Start of Block

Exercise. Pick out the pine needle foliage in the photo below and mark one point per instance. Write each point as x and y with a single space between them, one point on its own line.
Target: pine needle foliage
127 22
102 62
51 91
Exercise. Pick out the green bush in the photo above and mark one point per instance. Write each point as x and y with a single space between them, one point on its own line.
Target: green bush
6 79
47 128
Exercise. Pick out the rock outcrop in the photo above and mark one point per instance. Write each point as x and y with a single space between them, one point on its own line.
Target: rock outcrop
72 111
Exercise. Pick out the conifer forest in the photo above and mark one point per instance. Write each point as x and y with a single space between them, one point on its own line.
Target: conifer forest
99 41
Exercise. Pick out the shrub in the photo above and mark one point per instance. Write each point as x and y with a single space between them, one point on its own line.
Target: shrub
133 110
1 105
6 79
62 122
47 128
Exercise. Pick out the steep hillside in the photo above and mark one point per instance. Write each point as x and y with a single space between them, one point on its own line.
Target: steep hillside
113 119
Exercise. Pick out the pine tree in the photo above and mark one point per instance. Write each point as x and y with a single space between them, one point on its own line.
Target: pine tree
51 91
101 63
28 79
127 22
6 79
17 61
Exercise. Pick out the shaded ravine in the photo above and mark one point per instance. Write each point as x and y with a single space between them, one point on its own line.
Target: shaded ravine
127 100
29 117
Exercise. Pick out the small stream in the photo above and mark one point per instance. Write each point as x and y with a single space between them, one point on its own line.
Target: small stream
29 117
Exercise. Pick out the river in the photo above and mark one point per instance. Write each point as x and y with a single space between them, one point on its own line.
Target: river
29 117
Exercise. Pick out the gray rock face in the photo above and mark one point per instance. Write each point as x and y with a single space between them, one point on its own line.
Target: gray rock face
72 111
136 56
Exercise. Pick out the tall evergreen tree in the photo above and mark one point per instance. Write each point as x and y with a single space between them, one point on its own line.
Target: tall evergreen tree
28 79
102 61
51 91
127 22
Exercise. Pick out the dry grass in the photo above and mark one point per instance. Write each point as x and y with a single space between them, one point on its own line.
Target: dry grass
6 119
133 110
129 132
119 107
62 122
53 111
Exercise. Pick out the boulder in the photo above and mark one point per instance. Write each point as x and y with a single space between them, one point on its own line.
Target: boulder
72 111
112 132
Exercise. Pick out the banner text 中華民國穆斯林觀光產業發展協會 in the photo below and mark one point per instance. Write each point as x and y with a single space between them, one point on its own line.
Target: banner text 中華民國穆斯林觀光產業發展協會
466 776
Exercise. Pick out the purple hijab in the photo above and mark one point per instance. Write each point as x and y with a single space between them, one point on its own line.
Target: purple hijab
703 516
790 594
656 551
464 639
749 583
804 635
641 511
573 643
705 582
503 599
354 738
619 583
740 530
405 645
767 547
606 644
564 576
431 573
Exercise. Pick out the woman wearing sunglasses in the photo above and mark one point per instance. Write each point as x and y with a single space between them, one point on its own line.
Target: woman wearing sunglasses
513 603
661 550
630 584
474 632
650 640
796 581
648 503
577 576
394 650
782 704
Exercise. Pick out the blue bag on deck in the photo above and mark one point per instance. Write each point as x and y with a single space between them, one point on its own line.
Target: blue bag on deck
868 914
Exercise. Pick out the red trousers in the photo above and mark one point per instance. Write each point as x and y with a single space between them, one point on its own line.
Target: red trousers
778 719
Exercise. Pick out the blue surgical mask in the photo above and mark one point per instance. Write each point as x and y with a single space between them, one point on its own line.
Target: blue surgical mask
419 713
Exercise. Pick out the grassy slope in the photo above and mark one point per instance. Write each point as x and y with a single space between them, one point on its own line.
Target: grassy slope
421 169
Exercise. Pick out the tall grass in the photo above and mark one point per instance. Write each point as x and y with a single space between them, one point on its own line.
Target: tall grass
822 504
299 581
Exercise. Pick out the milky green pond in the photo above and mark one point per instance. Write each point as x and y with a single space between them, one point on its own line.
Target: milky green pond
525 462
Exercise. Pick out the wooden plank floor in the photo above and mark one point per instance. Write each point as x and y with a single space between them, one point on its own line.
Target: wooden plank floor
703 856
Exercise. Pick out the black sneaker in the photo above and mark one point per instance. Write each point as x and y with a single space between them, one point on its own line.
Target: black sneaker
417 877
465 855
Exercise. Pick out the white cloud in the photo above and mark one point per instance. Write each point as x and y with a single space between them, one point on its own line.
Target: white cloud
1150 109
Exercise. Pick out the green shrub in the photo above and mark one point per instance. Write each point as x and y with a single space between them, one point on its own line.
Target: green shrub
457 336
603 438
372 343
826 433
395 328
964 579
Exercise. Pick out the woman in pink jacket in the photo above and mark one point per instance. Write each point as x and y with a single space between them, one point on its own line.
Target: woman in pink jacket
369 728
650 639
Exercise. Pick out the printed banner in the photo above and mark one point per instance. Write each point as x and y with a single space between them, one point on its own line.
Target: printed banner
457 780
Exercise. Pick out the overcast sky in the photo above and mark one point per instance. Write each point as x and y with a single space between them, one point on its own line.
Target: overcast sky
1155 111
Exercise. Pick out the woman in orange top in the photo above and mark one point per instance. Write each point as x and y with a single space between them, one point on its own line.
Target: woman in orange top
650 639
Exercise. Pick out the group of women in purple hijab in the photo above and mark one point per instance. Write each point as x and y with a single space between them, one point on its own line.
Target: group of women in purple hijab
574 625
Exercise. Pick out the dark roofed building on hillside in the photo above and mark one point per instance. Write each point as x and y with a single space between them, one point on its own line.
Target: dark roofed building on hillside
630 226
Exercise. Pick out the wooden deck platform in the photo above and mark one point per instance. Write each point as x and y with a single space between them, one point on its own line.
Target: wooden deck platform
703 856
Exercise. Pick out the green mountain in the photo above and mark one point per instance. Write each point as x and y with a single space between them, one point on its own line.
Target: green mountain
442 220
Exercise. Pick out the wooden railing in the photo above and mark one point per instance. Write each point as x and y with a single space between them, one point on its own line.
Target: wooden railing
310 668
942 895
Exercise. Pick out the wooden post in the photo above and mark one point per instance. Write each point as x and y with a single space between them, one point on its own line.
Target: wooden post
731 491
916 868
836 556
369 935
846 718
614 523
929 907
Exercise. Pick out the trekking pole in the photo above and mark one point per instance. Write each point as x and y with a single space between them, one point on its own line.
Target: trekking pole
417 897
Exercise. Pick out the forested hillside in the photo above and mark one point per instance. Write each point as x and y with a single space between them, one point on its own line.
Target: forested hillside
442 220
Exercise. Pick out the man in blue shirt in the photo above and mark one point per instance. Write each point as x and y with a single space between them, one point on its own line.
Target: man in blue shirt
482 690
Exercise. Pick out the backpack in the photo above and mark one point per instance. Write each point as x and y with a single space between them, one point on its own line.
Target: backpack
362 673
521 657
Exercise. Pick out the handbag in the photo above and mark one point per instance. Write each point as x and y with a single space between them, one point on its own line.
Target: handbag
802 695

End of Block

--- ACTIVITY ---
Once you have read through the entries, say how many of their lines include the string "below" and give nothing but that number.

--- ANSWER TO THE PROBLEM ---
2